● Ejercicio 1:
¿En qué fecha nació Florencio Parravicini, según el fragmento sobre su vida?
● Ejercicio 2:
Continúa el fragmento sobre Florencio Parravicini a partir de su última oración.

● Fragmento seleccionado:
El 24 de agosto de 1878 nacía en una mansión de la la calle Callao frente al Colegio del Salvador Florencio Parravicini, hijo de terratenientes acaudalados. Mucha gente sabe quién fue. Y acaso nadie sepa quién fue. Aristócrata y saltimbanqui, actor formidable, improvisador extraordinario, se lo vincula siempre con la cara escatológica de la noche porteña. Y con razón: él hizo lo suyo para esculpir tal posteridad. Aunque existen divergencias acerca del escenario primero, se acepta que empezó en el Roma, un tabladillo picaresco de la calle 25 de Mayo, después llamado Parisiana y por último Ba-Ta-Clan, vecino a su gemelo, el no menos célebre y prohibido Cosmopolita. Parravicini, oveja negrísima de una familia copetuda, se escondía al principio tras el seudónimo de Flo (una película argentina lo transformó en Flop y además echó a perder una excelente oportunidad de resucitar el mundo fascinante del antiguo varieté). Tiraba al blanco con milagrosa puntería, es cierto. Pero su arte superaba esa pericia circense. Parravicini —luego Parra para todo el mundo— fue un artista fuera de serie, capaz de hipnotizar a la platea, incapaz de someterse a un texto, imprevisible y genial. Como era demasiado bueno para el Roma, no tardó en ganar status de primerísima figura. Pero antes, una vez que fueron domados los furores familiares, se atrevió a debutar en el Casino como «Mr. Parravicini, tirador sobre blanco humano y Harris, tirador cómico, su partenaire”. El tal Harris, como un Guillermo Tell actualizado, afrontaba dos o tres funciones diarias la prueba con frutas y otros objetos sobre su cabeza y —dicen— hasta con un cigarrillo entre los labios, que volaba limpiamente tras el disparo de Mr. Parravicini.

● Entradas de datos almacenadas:
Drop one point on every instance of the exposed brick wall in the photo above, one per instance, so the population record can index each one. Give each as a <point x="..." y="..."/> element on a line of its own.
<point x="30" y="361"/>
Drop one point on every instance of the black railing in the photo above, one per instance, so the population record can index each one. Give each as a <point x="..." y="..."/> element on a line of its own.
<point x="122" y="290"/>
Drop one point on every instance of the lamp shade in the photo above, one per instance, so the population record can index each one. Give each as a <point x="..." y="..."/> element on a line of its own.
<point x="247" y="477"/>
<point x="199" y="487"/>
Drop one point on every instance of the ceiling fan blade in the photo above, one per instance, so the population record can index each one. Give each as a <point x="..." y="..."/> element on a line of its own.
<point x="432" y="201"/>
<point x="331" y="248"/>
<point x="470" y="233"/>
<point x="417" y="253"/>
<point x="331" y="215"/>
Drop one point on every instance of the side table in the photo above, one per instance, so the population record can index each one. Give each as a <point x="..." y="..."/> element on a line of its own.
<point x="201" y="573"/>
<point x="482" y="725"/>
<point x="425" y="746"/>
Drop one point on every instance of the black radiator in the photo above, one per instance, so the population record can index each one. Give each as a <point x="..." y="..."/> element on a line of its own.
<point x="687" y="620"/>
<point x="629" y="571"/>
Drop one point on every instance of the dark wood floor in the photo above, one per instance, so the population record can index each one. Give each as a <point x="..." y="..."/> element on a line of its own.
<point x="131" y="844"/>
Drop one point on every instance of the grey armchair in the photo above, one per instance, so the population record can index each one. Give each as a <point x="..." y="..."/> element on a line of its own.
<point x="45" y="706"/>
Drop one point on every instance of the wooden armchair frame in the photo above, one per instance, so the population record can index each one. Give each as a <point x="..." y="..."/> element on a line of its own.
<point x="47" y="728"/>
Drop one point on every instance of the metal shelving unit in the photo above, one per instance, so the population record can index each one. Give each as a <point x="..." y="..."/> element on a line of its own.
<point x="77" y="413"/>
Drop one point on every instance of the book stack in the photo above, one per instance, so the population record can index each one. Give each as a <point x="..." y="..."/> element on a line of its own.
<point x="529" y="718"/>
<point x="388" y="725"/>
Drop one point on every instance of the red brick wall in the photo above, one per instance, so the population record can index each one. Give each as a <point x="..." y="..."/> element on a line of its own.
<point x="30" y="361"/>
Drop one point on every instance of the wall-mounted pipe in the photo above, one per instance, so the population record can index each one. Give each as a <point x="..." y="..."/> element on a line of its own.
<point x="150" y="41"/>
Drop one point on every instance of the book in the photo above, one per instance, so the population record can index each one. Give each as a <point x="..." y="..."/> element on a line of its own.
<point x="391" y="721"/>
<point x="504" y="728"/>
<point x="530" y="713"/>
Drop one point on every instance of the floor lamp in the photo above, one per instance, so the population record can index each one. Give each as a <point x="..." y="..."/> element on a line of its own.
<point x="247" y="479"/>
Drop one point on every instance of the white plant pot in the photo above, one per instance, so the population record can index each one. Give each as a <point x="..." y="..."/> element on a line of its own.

--

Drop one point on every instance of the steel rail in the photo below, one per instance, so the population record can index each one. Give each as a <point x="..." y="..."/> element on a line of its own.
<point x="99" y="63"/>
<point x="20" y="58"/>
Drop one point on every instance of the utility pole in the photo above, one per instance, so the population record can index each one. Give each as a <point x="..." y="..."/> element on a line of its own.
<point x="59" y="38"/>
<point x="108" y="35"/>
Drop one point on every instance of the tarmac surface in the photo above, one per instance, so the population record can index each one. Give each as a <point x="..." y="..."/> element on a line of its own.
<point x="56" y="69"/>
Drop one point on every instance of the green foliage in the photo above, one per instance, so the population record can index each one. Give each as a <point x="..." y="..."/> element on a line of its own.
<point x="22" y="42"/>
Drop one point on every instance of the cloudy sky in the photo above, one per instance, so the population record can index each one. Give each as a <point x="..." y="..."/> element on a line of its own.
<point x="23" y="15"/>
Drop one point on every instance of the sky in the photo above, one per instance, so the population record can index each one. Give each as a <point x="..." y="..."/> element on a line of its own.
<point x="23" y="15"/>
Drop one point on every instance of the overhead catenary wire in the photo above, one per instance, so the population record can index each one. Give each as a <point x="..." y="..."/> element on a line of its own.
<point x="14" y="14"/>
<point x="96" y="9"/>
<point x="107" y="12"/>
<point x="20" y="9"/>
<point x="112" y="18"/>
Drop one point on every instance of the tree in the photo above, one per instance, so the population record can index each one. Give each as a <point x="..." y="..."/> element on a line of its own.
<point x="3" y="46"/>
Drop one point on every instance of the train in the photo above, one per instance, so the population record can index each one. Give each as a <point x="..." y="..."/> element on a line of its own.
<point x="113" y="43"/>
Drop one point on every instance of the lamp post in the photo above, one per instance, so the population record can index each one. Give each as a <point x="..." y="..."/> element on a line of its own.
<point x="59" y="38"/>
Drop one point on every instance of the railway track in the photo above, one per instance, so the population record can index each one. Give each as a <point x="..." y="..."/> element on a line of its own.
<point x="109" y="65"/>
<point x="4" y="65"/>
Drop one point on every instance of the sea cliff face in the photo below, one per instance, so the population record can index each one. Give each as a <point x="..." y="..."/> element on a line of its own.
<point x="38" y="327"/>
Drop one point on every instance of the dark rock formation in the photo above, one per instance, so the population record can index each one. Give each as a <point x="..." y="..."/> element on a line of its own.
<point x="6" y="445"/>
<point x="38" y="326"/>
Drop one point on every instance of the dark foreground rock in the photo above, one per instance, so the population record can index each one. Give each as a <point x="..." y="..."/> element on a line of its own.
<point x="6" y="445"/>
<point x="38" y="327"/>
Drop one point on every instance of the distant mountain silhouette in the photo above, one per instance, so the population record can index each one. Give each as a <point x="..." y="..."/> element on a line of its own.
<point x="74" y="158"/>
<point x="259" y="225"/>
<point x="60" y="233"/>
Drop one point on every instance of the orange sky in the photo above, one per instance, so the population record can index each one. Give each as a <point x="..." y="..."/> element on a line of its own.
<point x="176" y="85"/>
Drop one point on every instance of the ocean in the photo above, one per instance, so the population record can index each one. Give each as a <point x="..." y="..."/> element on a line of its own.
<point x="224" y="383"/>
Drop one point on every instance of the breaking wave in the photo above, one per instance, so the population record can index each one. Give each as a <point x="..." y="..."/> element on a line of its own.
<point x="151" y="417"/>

● Respuesta 1:
El 24 de agosto de 1878.

● Respuesta 2:
Ya estrella, se convierte en una locomotora que arrastra todo a su paso. Porque solo él cuenta. Estrena obras ajenas pero las convierte en un show personal, agregando “morcillas” subidas de tono. A nadie le importa el texto. Parra se divierte más que nadie. Las cejas disparadas hacia arriba en arco demoníaco, la sonrisa sardónica mostrando un espacio entre los dientes centrales que parece hecho a propósito para acentuar la máscara de fauno. Un fragor de batería, un golpe de luz y el actor más puerco de Buenos Aires gana de un salto el centro del escenario. Ya no hay obra, ¿quién la necesita? Ataviado con ropas de personaje o con su clásico jacquet, fabrica un chiste verde, lo tira al aire, lo vuelve rojo rubor y si se le antoja, lo termina negro sepultura.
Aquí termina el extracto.